WORK ORDER >> Beginning with the line that holds "Target: water bottle" in the data below, give again every line through the one that holds "Target: clear acrylic drawer unit", exactly as written.
*** Opening DATASET RECORDS ***
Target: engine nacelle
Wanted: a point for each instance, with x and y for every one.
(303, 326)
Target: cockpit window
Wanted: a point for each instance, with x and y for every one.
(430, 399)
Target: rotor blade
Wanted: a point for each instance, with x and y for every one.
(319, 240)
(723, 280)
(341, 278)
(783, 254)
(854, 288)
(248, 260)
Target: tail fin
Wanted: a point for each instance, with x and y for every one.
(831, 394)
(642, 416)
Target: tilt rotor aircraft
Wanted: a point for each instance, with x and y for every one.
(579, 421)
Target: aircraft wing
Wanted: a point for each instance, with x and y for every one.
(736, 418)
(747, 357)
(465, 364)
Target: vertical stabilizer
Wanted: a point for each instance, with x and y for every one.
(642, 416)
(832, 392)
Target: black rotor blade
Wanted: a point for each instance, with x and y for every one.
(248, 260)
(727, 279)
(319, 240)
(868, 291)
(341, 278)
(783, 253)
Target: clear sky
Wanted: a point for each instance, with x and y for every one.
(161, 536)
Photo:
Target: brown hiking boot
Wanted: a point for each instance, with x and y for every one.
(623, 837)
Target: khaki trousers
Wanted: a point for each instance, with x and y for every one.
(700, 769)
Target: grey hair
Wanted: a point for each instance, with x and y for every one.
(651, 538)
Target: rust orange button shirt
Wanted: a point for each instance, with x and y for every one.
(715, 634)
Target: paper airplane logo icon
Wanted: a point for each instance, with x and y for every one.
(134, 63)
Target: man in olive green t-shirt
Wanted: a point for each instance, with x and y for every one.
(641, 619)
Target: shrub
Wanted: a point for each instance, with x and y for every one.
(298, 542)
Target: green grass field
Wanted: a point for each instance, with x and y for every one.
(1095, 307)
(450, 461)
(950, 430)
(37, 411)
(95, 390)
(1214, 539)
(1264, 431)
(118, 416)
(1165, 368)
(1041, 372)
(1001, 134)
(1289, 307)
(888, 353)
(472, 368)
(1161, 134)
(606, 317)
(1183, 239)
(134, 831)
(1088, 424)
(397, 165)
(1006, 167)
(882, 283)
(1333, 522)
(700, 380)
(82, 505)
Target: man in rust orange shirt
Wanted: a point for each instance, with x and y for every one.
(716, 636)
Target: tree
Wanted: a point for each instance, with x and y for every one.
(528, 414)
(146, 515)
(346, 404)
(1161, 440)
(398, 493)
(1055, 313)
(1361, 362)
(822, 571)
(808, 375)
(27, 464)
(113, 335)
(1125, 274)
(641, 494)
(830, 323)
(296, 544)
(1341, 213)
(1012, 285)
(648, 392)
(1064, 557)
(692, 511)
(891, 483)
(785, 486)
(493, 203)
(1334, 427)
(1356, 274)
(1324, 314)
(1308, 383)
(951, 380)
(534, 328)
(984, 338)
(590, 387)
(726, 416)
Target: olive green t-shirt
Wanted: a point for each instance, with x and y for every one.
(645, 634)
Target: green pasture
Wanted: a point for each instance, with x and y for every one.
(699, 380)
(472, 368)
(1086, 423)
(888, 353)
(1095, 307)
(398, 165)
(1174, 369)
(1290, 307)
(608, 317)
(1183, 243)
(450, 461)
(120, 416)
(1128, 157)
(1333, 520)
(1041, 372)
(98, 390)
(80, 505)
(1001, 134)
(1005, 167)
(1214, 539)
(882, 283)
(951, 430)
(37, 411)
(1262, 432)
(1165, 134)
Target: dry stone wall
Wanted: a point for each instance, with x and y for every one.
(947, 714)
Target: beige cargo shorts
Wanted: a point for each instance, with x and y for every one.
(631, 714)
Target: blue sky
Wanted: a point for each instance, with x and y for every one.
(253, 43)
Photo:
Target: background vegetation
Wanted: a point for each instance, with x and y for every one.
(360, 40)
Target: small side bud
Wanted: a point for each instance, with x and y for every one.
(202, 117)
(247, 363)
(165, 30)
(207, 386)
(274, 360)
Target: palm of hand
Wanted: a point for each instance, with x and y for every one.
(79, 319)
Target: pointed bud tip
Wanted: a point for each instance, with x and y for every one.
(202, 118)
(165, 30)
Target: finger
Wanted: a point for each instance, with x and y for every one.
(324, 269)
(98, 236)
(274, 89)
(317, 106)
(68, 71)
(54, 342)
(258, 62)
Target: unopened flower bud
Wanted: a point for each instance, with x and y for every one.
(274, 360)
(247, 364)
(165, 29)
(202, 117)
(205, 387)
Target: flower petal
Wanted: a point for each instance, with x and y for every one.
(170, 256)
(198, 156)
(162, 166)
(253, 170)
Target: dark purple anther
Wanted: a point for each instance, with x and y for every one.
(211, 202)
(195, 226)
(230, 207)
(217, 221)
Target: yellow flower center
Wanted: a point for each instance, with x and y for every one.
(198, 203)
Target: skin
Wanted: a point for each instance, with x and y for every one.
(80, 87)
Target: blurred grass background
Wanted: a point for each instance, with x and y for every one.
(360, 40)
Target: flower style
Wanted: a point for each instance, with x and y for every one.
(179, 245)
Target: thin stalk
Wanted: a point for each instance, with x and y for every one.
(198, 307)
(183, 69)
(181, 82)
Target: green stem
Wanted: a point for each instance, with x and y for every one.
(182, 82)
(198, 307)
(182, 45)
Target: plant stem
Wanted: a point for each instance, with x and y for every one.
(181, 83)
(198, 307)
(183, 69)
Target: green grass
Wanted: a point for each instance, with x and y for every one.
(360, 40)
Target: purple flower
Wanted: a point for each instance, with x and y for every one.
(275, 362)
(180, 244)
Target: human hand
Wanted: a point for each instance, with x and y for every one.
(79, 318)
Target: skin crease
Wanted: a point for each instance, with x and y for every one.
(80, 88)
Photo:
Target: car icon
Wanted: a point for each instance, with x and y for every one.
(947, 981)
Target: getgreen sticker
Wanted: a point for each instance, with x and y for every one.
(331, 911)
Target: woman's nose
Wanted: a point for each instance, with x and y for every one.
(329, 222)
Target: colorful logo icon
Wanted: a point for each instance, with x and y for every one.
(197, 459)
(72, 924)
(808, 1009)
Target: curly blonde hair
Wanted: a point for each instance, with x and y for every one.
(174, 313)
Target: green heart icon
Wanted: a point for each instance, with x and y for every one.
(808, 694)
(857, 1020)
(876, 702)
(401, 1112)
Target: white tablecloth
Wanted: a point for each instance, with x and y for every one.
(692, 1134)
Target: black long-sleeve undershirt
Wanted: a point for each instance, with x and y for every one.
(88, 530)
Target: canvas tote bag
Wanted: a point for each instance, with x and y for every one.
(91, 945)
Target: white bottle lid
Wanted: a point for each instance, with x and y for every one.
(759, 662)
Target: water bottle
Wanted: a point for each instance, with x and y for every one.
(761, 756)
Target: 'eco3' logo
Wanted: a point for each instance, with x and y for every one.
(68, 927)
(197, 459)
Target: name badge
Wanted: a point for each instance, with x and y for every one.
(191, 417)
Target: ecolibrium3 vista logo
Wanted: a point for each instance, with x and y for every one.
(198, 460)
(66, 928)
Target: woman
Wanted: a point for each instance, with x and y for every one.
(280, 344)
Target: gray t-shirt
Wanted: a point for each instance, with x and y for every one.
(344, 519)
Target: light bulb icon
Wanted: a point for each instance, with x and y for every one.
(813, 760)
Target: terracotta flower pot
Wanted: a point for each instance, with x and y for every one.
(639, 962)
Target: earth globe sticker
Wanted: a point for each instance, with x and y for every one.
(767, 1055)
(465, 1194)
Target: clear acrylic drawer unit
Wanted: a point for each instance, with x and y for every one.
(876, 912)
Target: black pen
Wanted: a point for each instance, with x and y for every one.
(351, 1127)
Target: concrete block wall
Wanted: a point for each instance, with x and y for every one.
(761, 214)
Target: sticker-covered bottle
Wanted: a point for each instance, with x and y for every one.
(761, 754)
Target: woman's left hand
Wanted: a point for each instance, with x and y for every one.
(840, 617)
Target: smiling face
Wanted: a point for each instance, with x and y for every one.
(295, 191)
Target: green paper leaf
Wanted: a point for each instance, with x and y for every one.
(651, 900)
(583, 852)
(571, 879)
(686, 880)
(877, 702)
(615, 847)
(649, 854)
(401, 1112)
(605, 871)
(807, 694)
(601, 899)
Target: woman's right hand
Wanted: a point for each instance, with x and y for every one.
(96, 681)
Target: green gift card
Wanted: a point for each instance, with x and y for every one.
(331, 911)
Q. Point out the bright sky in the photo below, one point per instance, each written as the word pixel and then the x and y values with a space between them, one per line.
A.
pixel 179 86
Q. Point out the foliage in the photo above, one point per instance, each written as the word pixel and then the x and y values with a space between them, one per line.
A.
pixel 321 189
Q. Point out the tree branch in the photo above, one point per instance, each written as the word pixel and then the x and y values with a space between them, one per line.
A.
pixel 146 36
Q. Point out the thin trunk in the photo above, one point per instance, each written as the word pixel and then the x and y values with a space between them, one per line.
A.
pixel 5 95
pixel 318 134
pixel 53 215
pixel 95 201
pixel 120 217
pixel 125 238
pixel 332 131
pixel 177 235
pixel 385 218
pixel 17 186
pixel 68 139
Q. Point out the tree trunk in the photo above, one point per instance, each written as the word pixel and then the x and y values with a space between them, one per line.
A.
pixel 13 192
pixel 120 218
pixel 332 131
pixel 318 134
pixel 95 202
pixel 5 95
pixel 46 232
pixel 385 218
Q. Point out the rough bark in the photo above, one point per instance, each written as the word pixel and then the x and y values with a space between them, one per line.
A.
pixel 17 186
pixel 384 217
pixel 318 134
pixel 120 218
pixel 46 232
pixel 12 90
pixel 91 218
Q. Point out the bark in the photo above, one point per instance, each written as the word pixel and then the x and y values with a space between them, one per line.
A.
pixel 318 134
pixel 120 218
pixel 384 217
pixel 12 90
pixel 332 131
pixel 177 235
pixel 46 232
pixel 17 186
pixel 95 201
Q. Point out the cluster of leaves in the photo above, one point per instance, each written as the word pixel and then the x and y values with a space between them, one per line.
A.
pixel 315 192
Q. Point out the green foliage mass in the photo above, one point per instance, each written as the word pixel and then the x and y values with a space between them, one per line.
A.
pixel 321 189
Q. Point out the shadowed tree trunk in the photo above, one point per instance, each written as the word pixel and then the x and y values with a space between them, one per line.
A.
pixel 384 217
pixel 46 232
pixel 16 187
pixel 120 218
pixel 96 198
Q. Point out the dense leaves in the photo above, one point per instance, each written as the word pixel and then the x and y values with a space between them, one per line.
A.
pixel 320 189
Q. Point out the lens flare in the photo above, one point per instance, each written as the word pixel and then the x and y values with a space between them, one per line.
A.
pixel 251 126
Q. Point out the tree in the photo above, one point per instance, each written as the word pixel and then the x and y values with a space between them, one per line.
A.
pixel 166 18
*** Closing DATASET RECORDS ***
OUTPUT >>
Target: water bottle
Wanted: a point for each instance, with x and y for every one.
(761, 756)
Target: 'eco3' logo
Wanted: a point for each instance, with x and y for every one.
(68, 927)
(197, 459)
Target: name badge
Wanted: a point for each instance, with x and y for every one.
(191, 417)
Target: ecolibrium3 vista logo
Wanted: a point for each instance, with x and y for every one.
(198, 460)
(66, 928)
Target: woman
Wanted: a point for each instance, with x and y for every one.
(280, 344)
Target: gray t-shirt
Wanted: a point for each instance, with x and y for every one.
(344, 519)
Target: light bulb icon
Wanted: a point for each instance, with x and y for every one.
(813, 760)
Target: terracotta flower pot
Wanted: a point for each instance, with x and y for every one.
(639, 962)
Target: earth globe sticker
Wanted: a point for each instance, with x and y for every one.
(767, 1055)
(465, 1194)
Target: clear acrylic drawer unit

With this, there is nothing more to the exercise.